┏━━
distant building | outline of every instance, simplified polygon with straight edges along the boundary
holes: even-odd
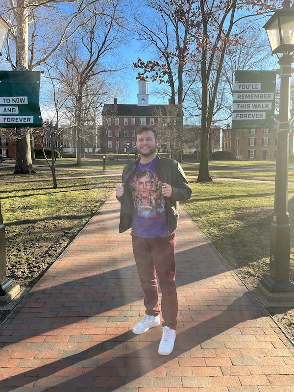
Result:
[[[277,131],[274,128],[222,130],[222,150],[230,151],[238,159],[275,159]]]
[[[141,125],[151,125],[158,134],[159,150],[166,152],[169,133],[167,126],[169,105],[149,105],[148,82],[144,78],[138,81],[136,105],[106,104],[102,111],[101,146],[105,152],[123,152],[127,143],[133,148],[136,145],[136,131]]]

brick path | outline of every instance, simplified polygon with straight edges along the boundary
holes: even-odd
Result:
[[[1,392],[294,392],[294,349],[189,216],[175,349],[157,352],[113,195],[0,329]]]

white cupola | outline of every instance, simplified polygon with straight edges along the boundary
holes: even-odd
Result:
[[[148,84],[149,82],[144,77],[141,77],[138,81],[138,92],[137,97],[138,106],[149,106]]]

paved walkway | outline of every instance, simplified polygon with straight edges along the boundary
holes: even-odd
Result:
[[[175,349],[144,314],[114,194],[0,328],[1,392],[294,392],[294,348],[181,211]]]

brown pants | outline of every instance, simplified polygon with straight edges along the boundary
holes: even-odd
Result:
[[[160,313],[157,274],[162,294],[163,326],[175,329],[178,310],[174,262],[175,233],[156,238],[134,235],[132,237],[137,270],[144,292],[146,314],[156,316]]]

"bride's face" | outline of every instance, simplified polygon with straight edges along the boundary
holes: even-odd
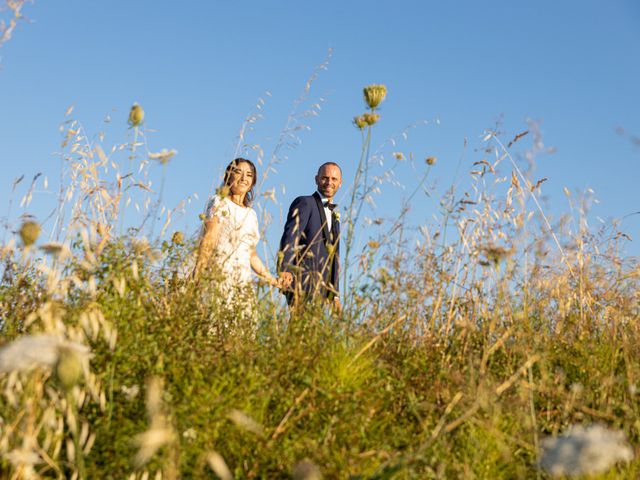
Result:
[[[253,171],[246,162],[240,162],[231,170],[229,188],[232,195],[246,195],[253,187]]]

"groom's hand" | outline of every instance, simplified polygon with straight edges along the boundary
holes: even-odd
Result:
[[[280,272],[279,280],[281,289],[291,288],[291,284],[293,283],[293,274],[291,272]]]
[[[340,303],[340,297],[333,297],[333,311],[336,312],[336,315],[342,315],[342,303]]]

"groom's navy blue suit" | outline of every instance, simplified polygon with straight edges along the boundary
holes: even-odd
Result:
[[[333,298],[338,294],[340,220],[332,213],[328,228],[318,192],[296,198],[287,215],[280,240],[280,271],[293,274],[292,290],[298,294]],[[293,301],[289,292],[287,301]]]

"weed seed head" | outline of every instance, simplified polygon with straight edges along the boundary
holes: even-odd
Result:
[[[563,436],[542,441],[540,466],[554,477],[594,475],[632,459],[633,449],[623,431],[603,425],[573,426]]]
[[[353,117],[353,124],[360,130],[367,126],[367,121],[364,119],[364,115],[358,115]]]
[[[184,245],[184,233],[181,231],[174,232],[171,241],[174,245]]]
[[[380,105],[387,96],[387,87],[384,85],[369,85],[364,87],[364,101],[372,110]]]
[[[380,114],[379,113],[365,113],[362,117],[364,118],[364,121],[369,126],[375,125],[376,122],[378,120],[380,120]]]
[[[30,247],[40,236],[40,224],[33,220],[27,220],[20,227],[20,239],[25,247]]]
[[[139,127],[144,120],[144,110],[140,105],[134,103],[129,112],[129,125]]]

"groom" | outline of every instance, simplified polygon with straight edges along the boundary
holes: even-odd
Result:
[[[278,253],[280,277],[289,287],[289,305],[320,297],[339,310],[340,216],[333,197],[342,185],[342,170],[337,163],[324,163],[315,180],[317,191],[296,198],[289,208]]]

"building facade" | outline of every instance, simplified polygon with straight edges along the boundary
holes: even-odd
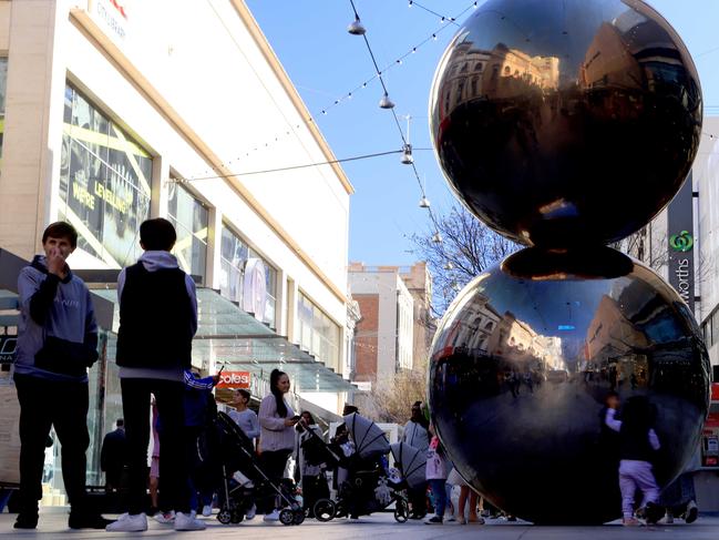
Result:
[[[691,173],[669,205],[624,251],[651,266],[690,307],[719,380],[719,118],[703,119]],[[719,387],[715,383],[695,476],[699,507],[719,510]]]
[[[350,263],[349,286],[361,318],[355,329],[355,377],[371,390],[401,369],[427,367],[434,333],[432,279],[425,263],[411,267]]]
[[[0,51],[0,248],[30,259],[65,220],[92,282],[136,261],[142,221],[171,220],[198,284],[193,363],[256,391],[279,366],[336,419],[352,186],[337,164],[248,174],[336,157],[245,3],[4,0]],[[115,305],[105,282],[90,286]],[[95,454],[121,414],[116,324],[91,374]]]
┗━━
* [Task requirements]: All of the entries need to be transcribed word for word; pictures are left out.

* [Reply]:
distant building | outline of every instance, simplified polygon with straight edges along the boundary
holes: even-odd
Result:
[[[277,131],[274,128],[222,130],[222,150],[230,151],[238,159],[275,159]]]
[[[141,125],[151,125],[158,134],[159,150],[166,152],[169,133],[167,126],[169,105],[149,105],[148,82],[144,78],[138,81],[136,105],[106,104],[102,111],[101,146],[105,152],[123,152],[127,143],[133,148],[136,145],[136,131]]]

brick path | outline of every instance, simplified polygon with straight edges along the boundary
holes: even-odd
Result:
[[[1,392],[294,392],[294,349],[189,216],[175,349],[157,352],[113,195],[0,329]]]

white cupola | outline of every instance, simplified polygon with straight edges along the boundary
holes: even-odd
Result:
[[[148,84],[149,82],[144,77],[141,77],[138,81],[138,92],[137,97],[138,106],[149,106]]]

paved walkway | outline of every instance, simplified polygon with straight edges along the boundary
holes: even-odd
Result:
[[[175,349],[144,314],[114,194],[0,328],[1,392],[294,392],[294,348],[181,211]]]

brown pants | outline of every instance, simplified polygon with straight edges along the boundary
holes: even-odd
Result:
[[[160,313],[157,274],[162,294],[163,326],[175,329],[178,310],[174,262],[175,233],[156,238],[134,235],[132,237],[137,270],[144,292],[146,314],[156,316]]]

"bride's face" | outline of every instance, simplified polygon with straight edges along the boundary
holes: even-odd
Result:
[[[253,171],[246,162],[240,162],[231,170],[229,188],[232,195],[246,195],[253,187]]]

"groom's hand" | outline of every instance, simplified polygon with straight edges along the boundary
holes: even-odd
Result:
[[[280,272],[279,280],[281,289],[291,288],[291,284],[293,283],[293,274],[291,272]]]
[[[340,303],[340,297],[333,297],[333,311],[336,312],[336,315],[342,315],[342,303]]]

"groom's navy blue suit" | outline of every instance, simplified polygon with straight edges along the boundary
holes: even-odd
Result:
[[[333,298],[338,294],[340,220],[332,213],[328,228],[318,192],[296,198],[287,215],[280,240],[280,271],[293,274],[292,290],[298,294]],[[293,301],[289,292],[287,301]]]

"weed seed head" | outline of every instance, simplified polygon with straight edges along the boundary
holes: even-odd
Result:
[[[563,436],[542,441],[540,466],[554,477],[594,475],[632,459],[633,449],[623,431],[603,425],[573,426]]]
[[[353,117],[353,124],[360,130],[367,126],[367,121],[364,119],[364,115],[358,115]]]
[[[184,245],[184,233],[181,231],[174,232],[171,241],[174,245]]]
[[[380,105],[387,96],[387,87],[384,85],[369,85],[364,87],[364,101],[372,110]]]
[[[380,114],[379,113],[365,113],[362,117],[364,118],[364,121],[369,126],[375,125],[376,122],[378,120],[380,120]]]
[[[30,247],[40,236],[40,224],[33,220],[27,220],[20,227],[20,239],[25,247]]]
[[[139,127],[144,120],[144,110],[140,105],[134,103],[129,112],[129,125]]]

"groom" | outline of every instance, simplified polygon with straight edges along the boundary
holes: even-odd
Result:
[[[278,253],[280,277],[289,287],[289,305],[320,297],[339,310],[340,216],[333,197],[342,185],[342,170],[337,163],[324,163],[315,180],[317,191],[296,198],[289,208]]]

"building facade" | outline of every instance, simplified polygon with straight edges along the boundary
holes: even-odd
Result:
[[[691,173],[669,205],[624,251],[651,266],[690,307],[719,380],[719,118],[703,119]],[[719,387],[715,383],[695,476],[699,507],[719,510]]]
[[[350,263],[349,286],[361,318],[355,329],[355,377],[371,390],[401,369],[427,367],[434,333],[432,279],[425,263],[411,267]]]
[[[0,51],[0,248],[30,259],[65,220],[92,282],[136,261],[142,221],[171,220],[198,284],[193,363],[256,391],[279,366],[336,419],[352,186],[337,164],[248,174],[336,157],[245,3],[4,0]],[[115,305],[105,282],[90,286]],[[95,454],[121,414],[116,324],[91,374]]]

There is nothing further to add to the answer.